▸ **Actions à mener**
[A] Selon l'extrait fourni sur la Transat Jacques Vabre 2021, quel est le fait marquant de la première semaine de course ?
[B] Pour chacune des affirmations suivantes, dites par oui ou par non si elle concorde avec l'extrait fourni sur la Transat Jacques Vabre 2021, en citant les mots décisifs du texte. (i) La course de 2021 est la 15e édition de la Transat Jacques Vabre ; (ii) la première semaine a été marquée par de nombreuses casses ; (iii) plus au Sud, le vent est revenu.

── Extrait fourni

Transat Jacques Vabre 2021 : retour sur une première semaine atypique et passionnante

Par François Tregouet

Le grand calme régnant sur le Golfe de Gascogne est sans conteste le fait marquant de la première semaine de cette 15ème édition de la Transat Jacques Vabre. Train de sénateur, peu de casses, peu d’écarts, et donc une régate à grande échelle passionnante à suivre dans les quatre catégories. Plus au Sud les conditions restent maniables, mais le vent est revenu, les speedomètres s’animent, et les positions se précisent. Mais cette première semaine de course a mis le cerveau des coureurs en ébullition, et même parfois leurs nerfs à rude épreuve. Retour sur les faits marquants de sept jours d’une transat automnale pas comme les autres.

────
── Lignes enregistrées

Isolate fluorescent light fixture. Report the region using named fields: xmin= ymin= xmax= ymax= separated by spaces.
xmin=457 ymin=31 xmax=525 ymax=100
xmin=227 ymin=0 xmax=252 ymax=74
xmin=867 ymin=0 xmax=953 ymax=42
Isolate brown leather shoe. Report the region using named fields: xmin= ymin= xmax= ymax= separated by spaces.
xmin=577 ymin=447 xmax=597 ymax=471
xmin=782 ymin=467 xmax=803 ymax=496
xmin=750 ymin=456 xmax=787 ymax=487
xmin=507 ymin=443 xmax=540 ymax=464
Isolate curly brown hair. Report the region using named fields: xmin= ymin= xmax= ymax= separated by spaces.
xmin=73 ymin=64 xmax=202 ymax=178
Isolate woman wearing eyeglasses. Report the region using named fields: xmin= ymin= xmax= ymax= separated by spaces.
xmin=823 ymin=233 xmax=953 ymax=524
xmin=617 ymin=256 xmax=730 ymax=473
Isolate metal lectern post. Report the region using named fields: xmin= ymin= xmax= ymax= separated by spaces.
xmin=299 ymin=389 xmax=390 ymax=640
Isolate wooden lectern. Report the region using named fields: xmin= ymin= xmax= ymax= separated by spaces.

────

▸ **Réponses par tâche**
[A] Le grand calme qui régnait sur le Golfe de Gascogne.

[B]
(i) Oui : « de cette 15ème édition de la Transat Jacques Vabre ».
(ii) Non : « peu de casses ».
(iii) Oui : « Plus au Sud les conditions restent maniables, mais le vent est revenu ».